* _Coordinate annotation records_:
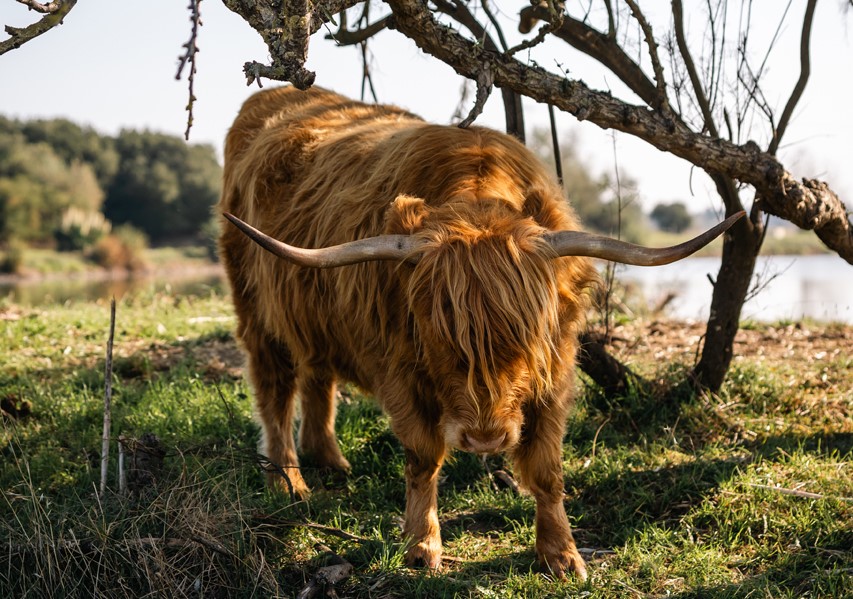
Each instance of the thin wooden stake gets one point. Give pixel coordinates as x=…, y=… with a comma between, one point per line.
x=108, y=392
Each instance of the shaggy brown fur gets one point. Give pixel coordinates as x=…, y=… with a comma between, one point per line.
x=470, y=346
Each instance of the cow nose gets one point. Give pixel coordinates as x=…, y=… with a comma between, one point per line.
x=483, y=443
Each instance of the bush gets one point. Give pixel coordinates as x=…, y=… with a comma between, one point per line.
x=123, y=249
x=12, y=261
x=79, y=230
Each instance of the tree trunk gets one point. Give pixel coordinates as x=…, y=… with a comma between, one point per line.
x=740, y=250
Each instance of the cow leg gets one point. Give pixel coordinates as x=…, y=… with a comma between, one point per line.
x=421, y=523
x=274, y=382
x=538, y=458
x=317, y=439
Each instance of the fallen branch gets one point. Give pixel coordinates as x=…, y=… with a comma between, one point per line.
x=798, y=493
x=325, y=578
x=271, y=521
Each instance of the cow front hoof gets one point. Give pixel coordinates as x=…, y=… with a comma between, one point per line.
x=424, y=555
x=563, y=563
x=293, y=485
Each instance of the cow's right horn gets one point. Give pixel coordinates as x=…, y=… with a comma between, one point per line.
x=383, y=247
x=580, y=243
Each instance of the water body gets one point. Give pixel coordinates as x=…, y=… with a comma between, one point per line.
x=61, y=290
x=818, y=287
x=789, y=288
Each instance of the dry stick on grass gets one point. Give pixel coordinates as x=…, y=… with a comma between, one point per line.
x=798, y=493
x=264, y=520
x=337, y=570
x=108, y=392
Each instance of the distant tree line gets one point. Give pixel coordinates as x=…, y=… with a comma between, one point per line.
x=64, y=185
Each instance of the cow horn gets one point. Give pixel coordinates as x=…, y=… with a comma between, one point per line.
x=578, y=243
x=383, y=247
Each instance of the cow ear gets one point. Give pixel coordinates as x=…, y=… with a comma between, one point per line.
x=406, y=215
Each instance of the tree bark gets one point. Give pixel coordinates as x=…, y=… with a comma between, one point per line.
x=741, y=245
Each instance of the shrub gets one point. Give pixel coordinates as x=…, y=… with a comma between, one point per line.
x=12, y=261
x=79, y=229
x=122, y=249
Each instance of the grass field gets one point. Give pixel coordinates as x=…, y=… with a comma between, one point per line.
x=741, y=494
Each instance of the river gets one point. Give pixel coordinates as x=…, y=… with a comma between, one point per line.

* _Problem to solve_: Render the data from its start through the line containing "x=740, y=250" as a Markdown table with columns headed "Row" and "Line", numbering each line. Omit blank lines and the pictures.

* _Solution below_:
| Row | Line |
|---|---|
| 1 | Each instance of the thin wooden stake gets one point. Give pixel coordinates as x=…, y=… with a comma between, one point per line. |
| 2 | x=108, y=392 |
| 3 | Each instance of the shaggy brown fur gets one point. Give pixel coordinates as x=…, y=… with a comma between, one point per line. |
| 4 | x=470, y=346 |
| 5 | Each instance of the cow nose gets one point. Give pixel coordinates as x=…, y=… with a comma between, one point per line. |
| 6 | x=483, y=443 |
| 7 | Each instance of the bush gets one point. Give pixel coordinates as x=…, y=… with a comma between, one point per line. |
| 8 | x=123, y=249 |
| 9 | x=12, y=261 |
| 10 | x=79, y=230 |
| 11 | Each instance of the tree trunk gets one point. Give pixel coordinates as x=…, y=… with a comma between, one point per line. |
| 12 | x=740, y=250 |